START EXERCISE MATERIAL
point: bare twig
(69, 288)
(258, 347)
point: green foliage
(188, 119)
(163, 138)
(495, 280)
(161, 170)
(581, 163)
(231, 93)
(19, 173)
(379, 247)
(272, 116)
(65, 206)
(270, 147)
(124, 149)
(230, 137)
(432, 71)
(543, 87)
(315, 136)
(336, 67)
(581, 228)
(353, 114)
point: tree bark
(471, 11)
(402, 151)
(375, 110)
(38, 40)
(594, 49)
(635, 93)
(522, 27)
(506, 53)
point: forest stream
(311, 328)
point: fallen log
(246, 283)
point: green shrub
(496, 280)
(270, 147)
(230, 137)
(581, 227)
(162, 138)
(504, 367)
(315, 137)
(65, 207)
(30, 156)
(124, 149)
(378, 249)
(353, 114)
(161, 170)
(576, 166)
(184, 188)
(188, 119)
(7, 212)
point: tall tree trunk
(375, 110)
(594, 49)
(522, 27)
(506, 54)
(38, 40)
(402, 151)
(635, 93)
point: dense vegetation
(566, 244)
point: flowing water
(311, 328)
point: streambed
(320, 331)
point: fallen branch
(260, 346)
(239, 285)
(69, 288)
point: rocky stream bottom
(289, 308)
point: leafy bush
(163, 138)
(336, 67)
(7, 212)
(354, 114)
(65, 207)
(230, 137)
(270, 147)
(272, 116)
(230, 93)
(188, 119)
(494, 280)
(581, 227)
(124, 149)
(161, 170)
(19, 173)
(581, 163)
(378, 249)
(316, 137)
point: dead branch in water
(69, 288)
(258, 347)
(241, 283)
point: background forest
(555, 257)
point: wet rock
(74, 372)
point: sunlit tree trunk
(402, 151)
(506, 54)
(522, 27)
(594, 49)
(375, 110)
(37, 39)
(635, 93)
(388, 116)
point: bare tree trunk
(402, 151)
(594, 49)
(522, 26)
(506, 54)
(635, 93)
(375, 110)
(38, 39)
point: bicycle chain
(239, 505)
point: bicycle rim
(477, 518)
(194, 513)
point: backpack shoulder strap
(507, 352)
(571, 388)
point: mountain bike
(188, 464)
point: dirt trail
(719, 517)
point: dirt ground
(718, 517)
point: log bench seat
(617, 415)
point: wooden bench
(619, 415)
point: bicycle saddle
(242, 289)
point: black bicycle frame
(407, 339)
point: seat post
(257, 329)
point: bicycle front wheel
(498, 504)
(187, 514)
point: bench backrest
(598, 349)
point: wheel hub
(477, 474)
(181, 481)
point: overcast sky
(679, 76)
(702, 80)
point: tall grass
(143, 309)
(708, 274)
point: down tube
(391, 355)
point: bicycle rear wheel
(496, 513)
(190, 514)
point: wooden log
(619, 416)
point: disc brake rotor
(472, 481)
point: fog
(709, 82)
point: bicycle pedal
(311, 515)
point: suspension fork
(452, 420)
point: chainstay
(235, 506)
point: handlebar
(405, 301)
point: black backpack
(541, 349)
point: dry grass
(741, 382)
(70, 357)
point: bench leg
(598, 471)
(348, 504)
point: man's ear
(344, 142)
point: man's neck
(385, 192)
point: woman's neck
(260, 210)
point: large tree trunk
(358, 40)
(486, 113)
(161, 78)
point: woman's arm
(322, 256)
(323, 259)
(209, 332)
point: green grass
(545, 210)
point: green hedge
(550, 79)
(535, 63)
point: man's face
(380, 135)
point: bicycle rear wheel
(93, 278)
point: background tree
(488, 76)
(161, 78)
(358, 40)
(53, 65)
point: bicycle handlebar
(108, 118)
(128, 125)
END EXERCISE MATERIAL
Repeat the entries exactly as they appear.

§ **WRITTEN ANSWER**
point: bare twig
(69, 288)
(258, 347)
point: green foliage
(188, 119)
(163, 138)
(495, 280)
(161, 170)
(581, 163)
(231, 93)
(19, 173)
(379, 247)
(272, 116)
(65, 206)
(270, 147)
(124, 149)
(230, 137)
(432, 71)
(543, 87)
(315, 136)
(336, 67)
(581, 228)
(353, 114)
point: tree bark
(471, 11)
(402, 151)
(375, 110)
(38, 40)
(594, 49)
(635, 93)
(522, 27)
(506, 53)
point: forest stream
(311, 328)
point: fallen log
(246, 283)
point: green shrub
(496, 280)
(270, 147)
(230, 137)
(581, 227)
(162, 138)
(504, 367)
(315, 137)
(65, 207)
(30, 156)
(124, 149)
(378, 249)
(353, 114)
(161, 170)
(576, 166)
(184, 188)
(188, 119)
(7, 212)
point: tall tree trunk
(375, 110)
(594, 49)
(522, 27)
(506, 54)
(38, 40)
(402, 151)
(635, 93)
point: dense vegetation
(566, 244)
point: flowing water
(311, 328)
point: streambed
(320, 331)
point: fallen branch
(260, 346)
(239, 285)
(69, 288)
point: rocky stream bottom
(289, 308)
point: leafy bush
(163, 138)
(336, 67)
(7, 212)
(354, 114)
(65, 207)
(230, 137)
(270, 147)
(272, 116)
(230, 93)
(188, 119)
(494, 280)
(581, 227)
(124, 149)
(161, 170)
(19, 173)
(581, 163)
(378, 249)
(316, 137)
point: dead branch in water
(69, 288)
(258, 347)
(241, 283)
point: background forest
(555, 257)
point: wet rock
(74, 372)
point: sunlit tree trunk
(402, 151)
(506, 54)
(522, 27)
(594, 49)
(375, 110)
(37, 39)
(635, 93)
(388, 116)
point: bare tree trunk
(402, 151)
(594, 49)
(522, 26)
(506, 54)
(635, 93)
(375, 110)
(38, 39)
point: bicycle chain
(239, 505)
point: bicycle rim
(477, 518)
(194, 513)
point: backpack shoulder strap
(507, 352)
(571, 388)
point: mountain bike
(188, 464)
point: dirt trail
(719, 517)
point: dirt ground
(718, 517)
point: log bench seat
(617, 415)
point: wooden bench
(619, 415)
point: bicycle saddle
(242, 289)
point: black bicycle frame
(407, 339)
point: seat post
(257, 329)
point: bicycle front wheel
(498, 504)
(187, 514)
point: bench backrest
(598, 349)
point: wheel hub
(477, 474)
(181, 481)
point: overcast sky
(679, 76)
(702, 80)
point: tall grass
(143, 309)
(708, 274)
point: down tube
(391, 355)
point: bicycle rear wheel
(496, 513)
(190, 514)
point: wooden log
(619, 416)
point: disc brake rotor
(472, 481)
point: fog
(709, 82)
point: bicycle pedal
(311, 515)
point: suspension fork
(452, 420)
point: chainstay
(235, 506)
point: handlebar
(405, 301)
point: black backpack
(541, 349)
point: dry grass
(741, 382)
(70, 357)
point: bench leg
(598, 471)
(348, 504)
point: man's ear
(344, 142)
point: man's neck
(385, 192)
point: woman's neck
(260, 210)
point: large tree trunk
(358, 40)
(486, 113)
(161, 78)
point: woman's arm
(322, 256)
(323, 259)
(209, 332)
point: green grass
(545, 210)
point: green hedge
(550, 79)
(535, 63)
point: man's face
(380, 135)
point: bicycle rear wheel
(93, 278)
point: background tree
(488, 76)
(161, 78)
(358, 40)
(53, 65)
point: bicycle handlebar
(108, 118)
(128, 125)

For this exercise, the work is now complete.